Task instructions: Look below for the line with "[point] every instance of the air". Extract that line and each one after it through the last, word for word.

----- Provided records -----

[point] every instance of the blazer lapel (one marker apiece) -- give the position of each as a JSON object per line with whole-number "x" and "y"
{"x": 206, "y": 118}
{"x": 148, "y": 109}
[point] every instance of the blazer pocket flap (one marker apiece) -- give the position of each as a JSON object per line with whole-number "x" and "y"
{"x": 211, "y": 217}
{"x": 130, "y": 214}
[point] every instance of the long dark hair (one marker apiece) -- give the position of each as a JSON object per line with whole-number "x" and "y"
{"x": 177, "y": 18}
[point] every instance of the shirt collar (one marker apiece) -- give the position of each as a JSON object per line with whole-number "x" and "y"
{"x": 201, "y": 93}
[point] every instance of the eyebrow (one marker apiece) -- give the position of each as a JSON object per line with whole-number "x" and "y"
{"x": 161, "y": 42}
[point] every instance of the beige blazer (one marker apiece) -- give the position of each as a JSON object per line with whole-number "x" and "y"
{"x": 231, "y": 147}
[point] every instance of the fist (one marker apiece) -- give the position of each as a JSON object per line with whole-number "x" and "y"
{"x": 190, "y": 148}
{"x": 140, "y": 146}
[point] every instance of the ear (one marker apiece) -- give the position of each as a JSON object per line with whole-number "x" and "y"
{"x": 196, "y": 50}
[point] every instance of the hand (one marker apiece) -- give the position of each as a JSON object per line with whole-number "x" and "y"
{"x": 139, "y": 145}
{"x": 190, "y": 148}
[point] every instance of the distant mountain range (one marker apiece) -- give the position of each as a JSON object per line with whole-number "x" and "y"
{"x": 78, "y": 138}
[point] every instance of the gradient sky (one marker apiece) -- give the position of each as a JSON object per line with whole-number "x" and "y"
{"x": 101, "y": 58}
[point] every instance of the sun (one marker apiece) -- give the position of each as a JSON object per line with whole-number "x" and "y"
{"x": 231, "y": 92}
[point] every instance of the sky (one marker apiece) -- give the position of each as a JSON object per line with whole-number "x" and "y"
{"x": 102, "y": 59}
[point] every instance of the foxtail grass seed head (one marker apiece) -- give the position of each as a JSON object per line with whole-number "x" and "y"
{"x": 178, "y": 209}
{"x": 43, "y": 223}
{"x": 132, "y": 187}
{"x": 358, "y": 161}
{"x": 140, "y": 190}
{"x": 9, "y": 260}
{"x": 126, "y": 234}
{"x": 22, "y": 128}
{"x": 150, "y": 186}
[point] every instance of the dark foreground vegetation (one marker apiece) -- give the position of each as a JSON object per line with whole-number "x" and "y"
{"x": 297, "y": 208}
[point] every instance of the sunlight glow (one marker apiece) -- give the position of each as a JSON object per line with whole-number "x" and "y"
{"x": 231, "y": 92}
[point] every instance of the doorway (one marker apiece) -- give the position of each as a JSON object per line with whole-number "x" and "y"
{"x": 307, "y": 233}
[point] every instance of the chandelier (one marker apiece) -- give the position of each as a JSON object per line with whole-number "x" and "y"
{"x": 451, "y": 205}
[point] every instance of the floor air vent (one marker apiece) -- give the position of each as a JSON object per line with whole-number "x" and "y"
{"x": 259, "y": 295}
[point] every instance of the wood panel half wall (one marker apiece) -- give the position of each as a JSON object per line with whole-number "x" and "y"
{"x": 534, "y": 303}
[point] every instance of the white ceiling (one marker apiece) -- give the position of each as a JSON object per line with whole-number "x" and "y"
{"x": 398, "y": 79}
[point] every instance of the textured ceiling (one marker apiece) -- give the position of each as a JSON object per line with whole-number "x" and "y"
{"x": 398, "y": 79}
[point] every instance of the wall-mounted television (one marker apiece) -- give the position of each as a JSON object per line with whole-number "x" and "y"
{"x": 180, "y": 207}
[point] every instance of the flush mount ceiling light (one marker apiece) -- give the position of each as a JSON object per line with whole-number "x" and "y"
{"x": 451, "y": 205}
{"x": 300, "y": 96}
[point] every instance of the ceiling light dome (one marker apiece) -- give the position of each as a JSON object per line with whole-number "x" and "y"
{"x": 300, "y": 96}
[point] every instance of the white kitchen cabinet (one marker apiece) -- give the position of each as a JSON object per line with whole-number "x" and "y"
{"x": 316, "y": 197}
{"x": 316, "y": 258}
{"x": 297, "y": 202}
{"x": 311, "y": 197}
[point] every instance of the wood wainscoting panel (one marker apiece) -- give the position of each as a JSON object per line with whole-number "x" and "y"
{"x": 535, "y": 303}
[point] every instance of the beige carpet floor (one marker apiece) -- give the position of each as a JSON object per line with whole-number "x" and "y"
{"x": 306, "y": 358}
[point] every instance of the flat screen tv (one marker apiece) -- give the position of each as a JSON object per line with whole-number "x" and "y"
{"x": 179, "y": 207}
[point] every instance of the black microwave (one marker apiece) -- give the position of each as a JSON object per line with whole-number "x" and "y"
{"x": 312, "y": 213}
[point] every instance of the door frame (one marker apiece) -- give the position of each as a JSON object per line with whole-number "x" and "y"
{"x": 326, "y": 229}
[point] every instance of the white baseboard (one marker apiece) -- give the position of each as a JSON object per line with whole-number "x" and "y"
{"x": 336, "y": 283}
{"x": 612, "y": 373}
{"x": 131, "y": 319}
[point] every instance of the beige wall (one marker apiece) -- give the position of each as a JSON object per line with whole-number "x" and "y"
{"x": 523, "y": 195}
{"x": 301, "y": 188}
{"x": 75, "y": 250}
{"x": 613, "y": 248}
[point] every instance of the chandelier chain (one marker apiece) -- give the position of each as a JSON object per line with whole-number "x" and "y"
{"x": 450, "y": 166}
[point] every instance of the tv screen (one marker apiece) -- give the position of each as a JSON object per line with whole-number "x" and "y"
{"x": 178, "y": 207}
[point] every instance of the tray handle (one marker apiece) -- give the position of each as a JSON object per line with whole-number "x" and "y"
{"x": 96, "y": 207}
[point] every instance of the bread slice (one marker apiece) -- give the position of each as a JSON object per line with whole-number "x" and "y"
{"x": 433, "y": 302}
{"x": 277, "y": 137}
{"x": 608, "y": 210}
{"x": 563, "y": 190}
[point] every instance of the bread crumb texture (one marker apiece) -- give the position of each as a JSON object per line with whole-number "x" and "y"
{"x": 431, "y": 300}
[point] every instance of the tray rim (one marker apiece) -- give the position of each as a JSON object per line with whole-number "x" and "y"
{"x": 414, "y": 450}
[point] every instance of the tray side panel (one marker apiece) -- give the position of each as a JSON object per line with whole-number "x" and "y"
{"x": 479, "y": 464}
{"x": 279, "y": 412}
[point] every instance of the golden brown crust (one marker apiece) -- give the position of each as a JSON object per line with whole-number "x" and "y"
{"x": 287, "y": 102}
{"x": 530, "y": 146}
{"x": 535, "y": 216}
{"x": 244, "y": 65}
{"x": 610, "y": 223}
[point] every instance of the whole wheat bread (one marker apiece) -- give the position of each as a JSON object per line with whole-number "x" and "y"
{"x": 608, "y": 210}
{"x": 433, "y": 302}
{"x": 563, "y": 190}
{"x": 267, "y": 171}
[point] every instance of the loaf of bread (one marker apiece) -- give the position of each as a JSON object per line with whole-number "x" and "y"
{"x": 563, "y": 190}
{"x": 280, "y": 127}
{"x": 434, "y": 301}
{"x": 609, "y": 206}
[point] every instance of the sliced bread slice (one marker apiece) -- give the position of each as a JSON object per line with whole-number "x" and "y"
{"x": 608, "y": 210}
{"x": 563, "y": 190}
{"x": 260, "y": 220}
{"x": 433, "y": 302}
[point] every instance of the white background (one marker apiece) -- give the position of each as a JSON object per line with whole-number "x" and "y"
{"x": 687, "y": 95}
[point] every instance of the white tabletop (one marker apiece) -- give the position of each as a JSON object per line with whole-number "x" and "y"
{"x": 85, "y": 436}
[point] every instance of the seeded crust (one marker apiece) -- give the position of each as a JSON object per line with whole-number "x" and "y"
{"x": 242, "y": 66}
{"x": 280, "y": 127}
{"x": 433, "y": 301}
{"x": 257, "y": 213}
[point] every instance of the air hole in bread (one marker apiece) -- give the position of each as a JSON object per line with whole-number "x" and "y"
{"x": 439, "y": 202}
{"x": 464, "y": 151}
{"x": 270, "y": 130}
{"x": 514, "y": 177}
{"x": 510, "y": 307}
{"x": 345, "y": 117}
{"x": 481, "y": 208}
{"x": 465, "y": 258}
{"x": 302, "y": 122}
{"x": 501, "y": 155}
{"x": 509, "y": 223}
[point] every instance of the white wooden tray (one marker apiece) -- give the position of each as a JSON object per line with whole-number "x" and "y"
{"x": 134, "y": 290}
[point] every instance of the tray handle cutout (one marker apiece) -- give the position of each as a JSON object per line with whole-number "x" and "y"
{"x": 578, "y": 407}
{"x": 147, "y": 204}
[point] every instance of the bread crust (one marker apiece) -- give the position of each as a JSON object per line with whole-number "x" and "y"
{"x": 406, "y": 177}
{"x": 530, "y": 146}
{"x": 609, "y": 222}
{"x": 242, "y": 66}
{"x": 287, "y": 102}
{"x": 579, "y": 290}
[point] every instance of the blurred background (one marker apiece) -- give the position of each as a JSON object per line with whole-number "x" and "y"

-----

Reply to the exercise:
[point] every instance of the air hole in bread (one marker apiece) -- give the position of each as a JSON object per line with whole-number "x" and "y"
{"x": 439, "y": 202}
{"x": 464, "y": 151}
{"x": 270, "y": 130}
{"x": 514, "y": 177}
{"x": 510, "y": 307}
{"x": 345, "y": 117}
{"x": 481, "y": 208}
{"x": 465, "y": 258}
{"x": 302, "y": 122}
{"x": 501, "y": 155}
{"x": 509, "y": 223}
[point] every instance of the white wooden tray (one marker apiece) -- give the position of each as a JSON object per line with whole-number "x" and "y"
{"x": 134, "y": 290}
[point] every instance of the tray handle cutout (one marker apiece) -- give the position of each as a JSON object per line with whole-number "x" and "y"
{"x": 578, "y": 407}
{"x": 147, "y": 204}
[point] every instance of the bread crust (one marker apiece) -- give the position of each as a JSON object per line with whole-number "x" and "y"
{"x": 406, "y": 177}
{"x": 530, "y": 146}
{"x": 609, "y": 222}
{"x": 242, "y": 66}
{"x": 287, "y": 102}
{"x": 579, "y": 290}
[point] every instance of the blurred background (one marker apiece) -- give the position of each as a JSON object per line with whole-number "x" and "y"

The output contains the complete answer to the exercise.